Extracted data entries
*** Block opens ***

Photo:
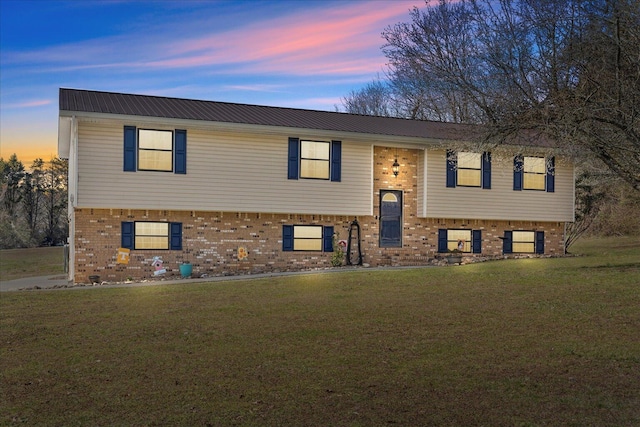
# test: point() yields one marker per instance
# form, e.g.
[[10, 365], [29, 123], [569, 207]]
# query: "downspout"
[[72, 189]]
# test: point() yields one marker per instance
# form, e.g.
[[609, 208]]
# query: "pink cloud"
[[29, 104], [345, 39]]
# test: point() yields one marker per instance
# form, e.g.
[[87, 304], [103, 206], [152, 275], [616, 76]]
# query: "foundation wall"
[[211, 241]]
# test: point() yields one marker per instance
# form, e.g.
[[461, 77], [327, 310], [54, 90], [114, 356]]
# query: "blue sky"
[[300, 54]]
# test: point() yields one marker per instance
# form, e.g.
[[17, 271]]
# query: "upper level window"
[[155, 150], [314, 159], [535, 171], [467, 169]]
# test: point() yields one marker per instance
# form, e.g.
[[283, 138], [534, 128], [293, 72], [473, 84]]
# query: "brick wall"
[[211, 239]]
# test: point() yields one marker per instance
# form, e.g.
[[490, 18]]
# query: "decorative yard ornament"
[[395, 167]]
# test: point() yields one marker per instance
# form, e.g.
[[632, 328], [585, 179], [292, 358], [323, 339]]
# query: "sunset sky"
[[300, 54]]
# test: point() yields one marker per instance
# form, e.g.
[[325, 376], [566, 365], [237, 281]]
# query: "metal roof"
[[86, 101]]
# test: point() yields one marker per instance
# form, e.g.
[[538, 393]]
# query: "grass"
[[19, 263], [534, 342]]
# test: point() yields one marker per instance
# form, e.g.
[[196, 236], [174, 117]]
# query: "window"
[[469, 169], [155, 150], [527, 242], [466, 169], [152, 235], [314, 159], [307, 238], [534, 173], [469, 241], [390, 219]]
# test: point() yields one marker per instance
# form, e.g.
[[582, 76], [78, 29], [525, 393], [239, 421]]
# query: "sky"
[[285, 53]]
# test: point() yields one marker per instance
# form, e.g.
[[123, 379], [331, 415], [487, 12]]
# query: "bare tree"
[[564, 69], [374, 99]]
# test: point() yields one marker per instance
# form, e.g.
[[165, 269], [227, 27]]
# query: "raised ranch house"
[[235, 188]]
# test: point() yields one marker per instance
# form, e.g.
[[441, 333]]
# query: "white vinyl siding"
[[500, 202], [226, 172]]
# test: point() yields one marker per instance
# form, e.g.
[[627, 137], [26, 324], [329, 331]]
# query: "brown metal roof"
[[75, 100]]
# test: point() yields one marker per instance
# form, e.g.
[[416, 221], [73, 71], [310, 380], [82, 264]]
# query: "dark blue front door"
[[390, 219]]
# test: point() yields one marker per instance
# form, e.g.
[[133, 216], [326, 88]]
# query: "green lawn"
[[19, 263], [532, 342]]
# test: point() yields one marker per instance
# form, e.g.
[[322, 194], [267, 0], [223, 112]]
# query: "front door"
[[390, 219]]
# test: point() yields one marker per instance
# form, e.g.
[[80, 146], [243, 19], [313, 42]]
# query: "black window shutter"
[[130, 149], [327, 239], [476, 241], [176, 236], [486, 171], [180, 157], [551, 175], [540, 242], [442, 240], [336, 161], [518, 172], [294, 150], [507, 242], [452, 163], [287, 238], [126, 240]]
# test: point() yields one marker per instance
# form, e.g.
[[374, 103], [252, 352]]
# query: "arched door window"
[[390, 219]]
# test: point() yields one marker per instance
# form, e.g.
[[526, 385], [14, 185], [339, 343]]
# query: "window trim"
[[474, 244], [131, 150], [174, 235], [141, 150], [519, 173], [313, 159], [538, 242], [294, 160], [452, 169], [288, 238]]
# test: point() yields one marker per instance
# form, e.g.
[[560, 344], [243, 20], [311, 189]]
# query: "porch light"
[[395, 167]]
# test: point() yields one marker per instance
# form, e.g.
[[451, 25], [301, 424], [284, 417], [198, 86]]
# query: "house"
[[234, 188]]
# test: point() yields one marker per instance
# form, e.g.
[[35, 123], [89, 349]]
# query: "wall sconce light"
[[395, 168]]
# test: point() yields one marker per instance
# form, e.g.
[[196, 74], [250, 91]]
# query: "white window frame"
[[309, 159], [139, 235], [145, 149]]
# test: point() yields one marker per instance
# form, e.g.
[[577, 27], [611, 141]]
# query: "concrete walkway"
[[61, 282]]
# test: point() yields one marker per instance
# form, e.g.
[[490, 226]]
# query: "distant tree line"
[[33, 203], [564, 70]]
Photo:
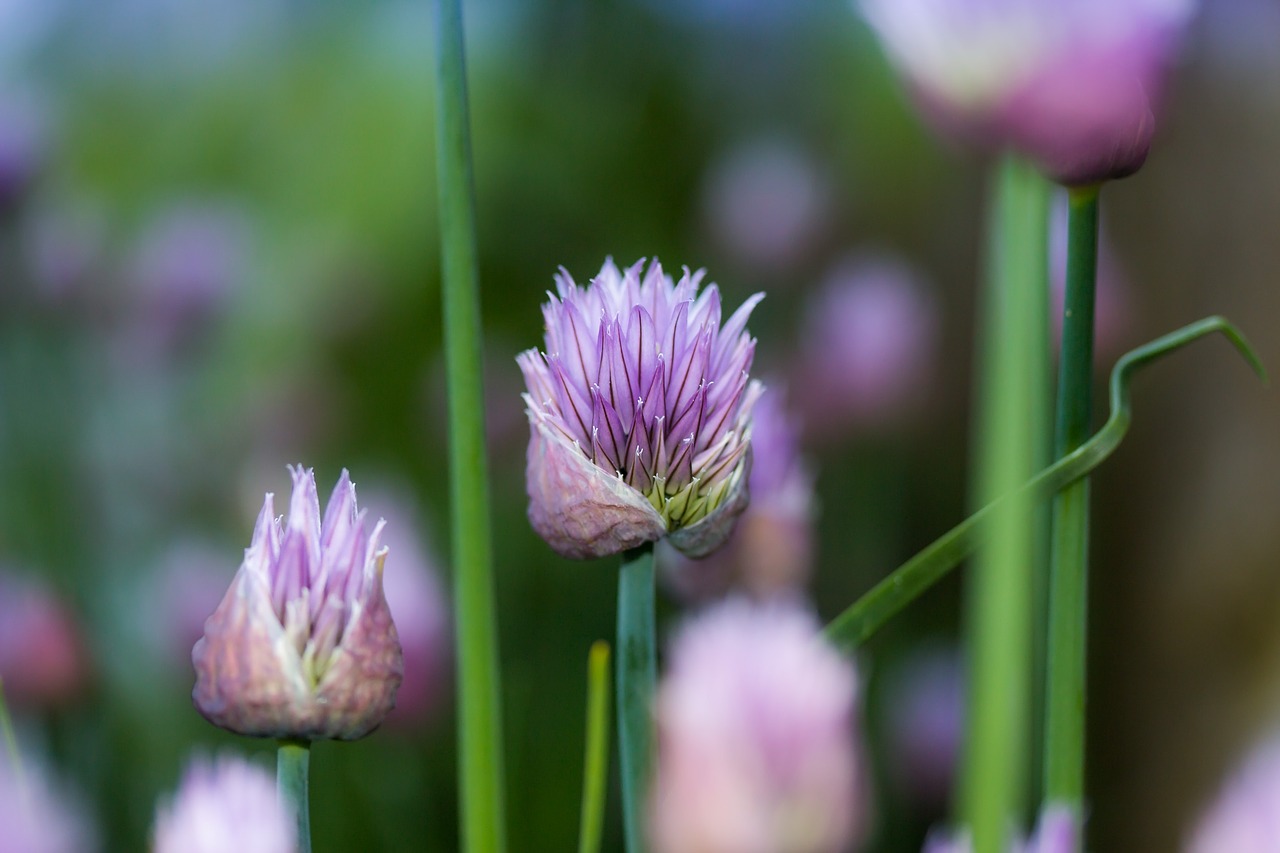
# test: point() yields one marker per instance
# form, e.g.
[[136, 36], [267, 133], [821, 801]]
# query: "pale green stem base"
[[636, 674], [292, 766]]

*** Block closes ***

## THE PROBLEM
With the images left out, output all the entries above exactly.

## RESULT OF THE TASK
Photo:
# test: point() yields one marker per instance
# form, e.g.
[[10, 365], [29, 123], [569, 207]]
# query: "downspout"
[[72, 189]]
# test: point() yields one marker per instance
# form, e.g.
[[609, 208]]
# query: "pink cloud"
[[29, 104], [345, 39]]
# test: point() yields one marker per instance
# form, e.g.
[[87, 304], [103, 206], [152, 275], [616, 76]]
# query: "foundation wall"
[[211, 241]]
# test: point() yields one marker per instance
# form, e.g.
[[461, 77], [327, 310], [54, 90], [114, 356]]
# query: "blue sky"
[[300, 54]]
# test: point() yields one marker per instance
# form, e.g.
[[17, 271]]
# query: "upper level window"
[[155, 150], [314, 159], [535, 171], [467, 169]]
# test: point() yields one marker per instance
# form, e.g.
[[283, 138], [534, 128], [293, 72], [473, 84]]
# query: "brick wall"
[[211, 239]]
# test: point() yields one marker per instance
# form, e.g.
[[490, 18]]
# query: "decorative yard ornament"
[[395, 167]]
# test: point() yields one marker per instance
# form, e.g.
[[632, 328], [585, 179], [292, 358], [323, 339]]
# query: "sunset sky"
[[300, 54]]
# test: point() yields one marker per instance
# form, e.g.
[[325, 376], [566, 365], [237, 281]]
# query: "metal roof"
[[86, 101]]
# test: point() yields one marker per instance
# form, e.g.
[[538, 393]]
# query: "grass"
[[19, 263], [534, 342]]
# test: point() yields one marker per instance
# form, e.g.
[[196, 236], [174, 117]]
# query: "window"
[[469, 169], [155, 150], [527, 242], [466, 169], [152, 235], [314, 159], [307, 238], [534, 173], [469, 241], [390, 219]]
# test: point() yields one marker per instance
# form, e.g.
[[582, 76], [78, 29], [525, 393], [239, 421]]
# query: "sky"
[[285, 53]]
# test: point() yields one marker per instance
# form, e.g.
[[123, 379], [331, 415], [487, 12]]
# query: "bare tree"
[[564, 69], [374, 99]]
# test: point() yields one marker per instance
# form, e.g.
[[165, 269], [227, 27]]
# query: "raised ranch house"
[[235, 188]]
# test: point() yields one marker per instance
# form, e.g.
[[441, 333]]
# query: "white vinyl siding"
[[500, 202], [226, 172]]
# test: point() yields one marker per instance
# form, e.g.
[[627, 137], [26, 324], [329, 331]]
# query: "brown metal roof"
[[75, 100]]
# test: point() yields one marker per instance
# form, e.g.
[[416, 221], [73, 71], [310, 380], [82, 264]]
# query: "dark blue front door"
[[390, 219]]
# test: point() yields one marker per instance
# form, e.g.
[[133, 216], [326, 88]]
# query: "green lawn"
[[19, 263], [532, 342]]
# test: point() yields one marker per instance
# form, e.g.
[[322, 194], [267, 0], [223, 112]]
# query: "front door"
[[390, 219]]
# test: point() yields one marker per instance
# form, e.g.
[[80, 146], [243, 19], [313, 42]]
# query: "black window shutter"
[[130, 149], [327, 239], [476, 241], [176, 236], [486, 171], [180, 157], [551, 175], [540, 242], [442, 240], [336, 161], [518, 172], [294, 150], [507, 242], [452, 163], [287, 238], [126, 240]]
# test: point() yields one marker per instance
# form, e.g.
[[374, 103], [252, 352]]
# query: "arched door window"
[[390, 219]]
# test: point() yields one marker per instance
# form, e.g.
[[526, 385], [14, 185], [339, 343]]
# query: "window trim"
[[474, 244], [131, 150], [174, 235], [141, 150], [519, 173], [313, 159], [538, 242], [294, 160], [452, 169], [288, 238]]
# test: point() yields one marker per instance
# form, e.g.
[[560, 344], [243, 20], [311, 189]]
# query: "porch light"
[[395, 167]]
# test: point() yields one marker per instance
# form, e.g.
[[451, 25], [301, 424], [284, 417], [198, 86]]
# query: "house"
[[234, 188]]
# test: point() yields one marker per instance
# form, e.g.
[[35, 123], [89, 349]]
# query: "wall sconce light"
[[395, 168]]
# test: point() yields one marker per instance
# form, e.g.
[[196, 74], [250, 91]]
# query: "white window frame"
[[309, 159], [139, 235], [145, 149]]
# test: point() yields one marker per instance
# form, e.g.
[[577, 27], [611, 141]]
# query: "concrete walkway"
[[61, 282]]
# test: point() yields one marker per instance
# form, e.g.
[[490, 226]]
# query: "distant tree line"
[[33, 203], [564, 70]]
Photo:
# test: point() yields one marker per instance
# form, e.g.
[[136, 36], [267, 133], [821, 801]]
# query: "pale green stem base"
[[636, 674], [292, 766]]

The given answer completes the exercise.